--- EXCERPTED TEXT ---
— BEGIN —
He was one of thirteen children born to William and Ann Brooke Neale of Chandler's Hope, the mansion of the Neale family, near Port Tobacco, Charles County, Maryland.
- William Chandler Neale S.J. (1743–1799), who left America to enter the Jesuit order in Flanders and spent his life ministering to the Catholics of England, where he died.
- Joseph, died while a Jesuit novice before they were able to complete their training.
- Roswell, died in Maryland in 1787, having been received into the Society of Jesus, after making his vows on his death-bed.
- Raphael (Ralph), the only son to marry.
- Leonard Neale S.J., (1746–1817) who also served as president of Georgetown and then became the Archbishop of Baltimore.
- Charles (1751–1823)
- Anne, became a Carmelite nun in France.
- Francis Neale S.J., (1756–1837) the president of Georgetown College
- Eleanor, married John Holmes
- Mary, married William Matthews, together the parents of William Matthews also a Jesuit and President of Georgetown College.

==Early life==
At the age of about seven, Charles was sent to a Jesuit school in Bohemia, Cecil County where his brother Leonard was also a student. The school prepared those who could afford it to enter St. Omer's in French Flanders for their college or seminary education. In 1760, Leonard and Charles set sail for St. Omer's, accompanied by their sister Anne, who was joining the Carmelites at Lier, Belgium. When the Jesuits were expelled from France in 1764, the students relocated to Bruges.

On September 7, 1771, Charles Neale entered the same Jesuit novitiate in Ghent as his older brothers. Two years later, before he was able to take his religious vows as a Jesuit, Pope Clement XIV authorized the worldwide suppression of the Society of Jesus. Due to his poor health, Charles Neale joined other members of the suppressed Society who were continuing their seminary studies in Liege. There he was ordained around 1780. Shortly afterward, he became chaplain to an English-language community of Discalced Carmelite nuns in Antwerp. Their prioress, Mother Mary Margaret of the Angels, OCD, born Mary Brent in Maryland, was Neale's cousin through his grandmother, the wife of his grandfather, Roswell Neale.

Neale also served as confessor at the Carmel in Hoogstraten. During his ten years in Antwerp, he maintained contact with his friends and colleagues in Maryland. Through this dialogue, the nuns were encouraged to attempt a foundation in the new nation, the United States of America, which was just emerging from the American Revolution. Neale accompanied the nuns on their return voyage to Maryland. Initially, the intention was to have his cousin, Mother Mary Margaret, lead the new foundation, but she died in 1784. Instead the small community was led by Mother Bernardina Teresa Xavier of St. Joseph, OCD (born Ann Teresa Mathews), who was to serve as prioress. She was accompanied by her nieces, Sisters Mary Eleanora of St. Francis Xavier, OCD, and Mary Aloysia of the Blessed Trinity, OCD. Neale chose the final participant, Sister Clare Joseph of the Sacred Heart, OCD, an Englishwoman.
— END —
--- EXTRACTED INFORMATION ---
— BEGIN —
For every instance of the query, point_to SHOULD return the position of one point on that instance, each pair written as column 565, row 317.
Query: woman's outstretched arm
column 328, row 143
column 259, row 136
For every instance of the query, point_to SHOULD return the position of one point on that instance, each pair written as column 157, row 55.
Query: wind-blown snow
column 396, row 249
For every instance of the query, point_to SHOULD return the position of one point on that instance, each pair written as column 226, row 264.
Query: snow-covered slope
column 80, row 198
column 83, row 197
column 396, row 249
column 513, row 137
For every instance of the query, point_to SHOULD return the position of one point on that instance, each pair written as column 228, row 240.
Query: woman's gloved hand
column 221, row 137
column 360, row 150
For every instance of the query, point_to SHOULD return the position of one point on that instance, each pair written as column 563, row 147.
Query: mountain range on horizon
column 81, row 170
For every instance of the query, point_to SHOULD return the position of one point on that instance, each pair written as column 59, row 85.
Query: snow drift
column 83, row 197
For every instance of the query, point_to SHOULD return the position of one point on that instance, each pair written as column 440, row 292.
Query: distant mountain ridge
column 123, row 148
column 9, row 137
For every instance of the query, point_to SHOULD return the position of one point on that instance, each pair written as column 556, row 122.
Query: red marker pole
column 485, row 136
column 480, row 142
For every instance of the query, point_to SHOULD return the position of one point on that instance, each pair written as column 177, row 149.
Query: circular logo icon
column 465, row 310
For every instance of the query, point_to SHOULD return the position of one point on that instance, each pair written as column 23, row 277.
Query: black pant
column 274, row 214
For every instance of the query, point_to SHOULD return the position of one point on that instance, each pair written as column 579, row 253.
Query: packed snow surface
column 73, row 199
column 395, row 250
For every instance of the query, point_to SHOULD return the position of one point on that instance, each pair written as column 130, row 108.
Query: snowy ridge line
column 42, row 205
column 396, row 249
— END —
Continue the account of Charles Neale's life, starting right after its last sentence.

==Voyage==

The small contingent sailed from the port of Texel on May 1, 1790, on a ship called The Brothers, commanded by one Captain MacDougal, a Scotsman.

Although the captain had advertised New York as the destination, he failed to advise the passengers that he was carrying cargo destined for the Canary Islands, which was a detour of some two thousand miles. The voyage was a difficult one, due both to the weather, and the lack of provisions, from the captain's unwillingness to provide adequate food for either the crew or passengers. Additionally, according to the account by the nuns, when they landed in Tenerife to drop off the cargo, local church authorities heard reports bandied about by the captain that the women were fleeing their monastery in order to marry the priests. Another priest on the ship, one surnamed Plunkett, went to the authorities to scotch the rumor.
Nevertheless, Neale and the nuns stayed on board out of fear of being arrested by the Spanish Inquisition.

The ship finally arrived in New York on May 31. They stayed in the city for a month, sailing out on the Fourth of July, for Norfolk, Virginia, where they landed five days later. They then transferred to a sloop, for the final leg of the journey to Maryland, where they arrived on July 10. They then stayed for a week at the home of the brother of the late Mother Mary Margaret and Mr. Neale's cousin, before proceeding to Port Tobacco, St. Mary's County, the county seat, where Neale built them a house at his own expense.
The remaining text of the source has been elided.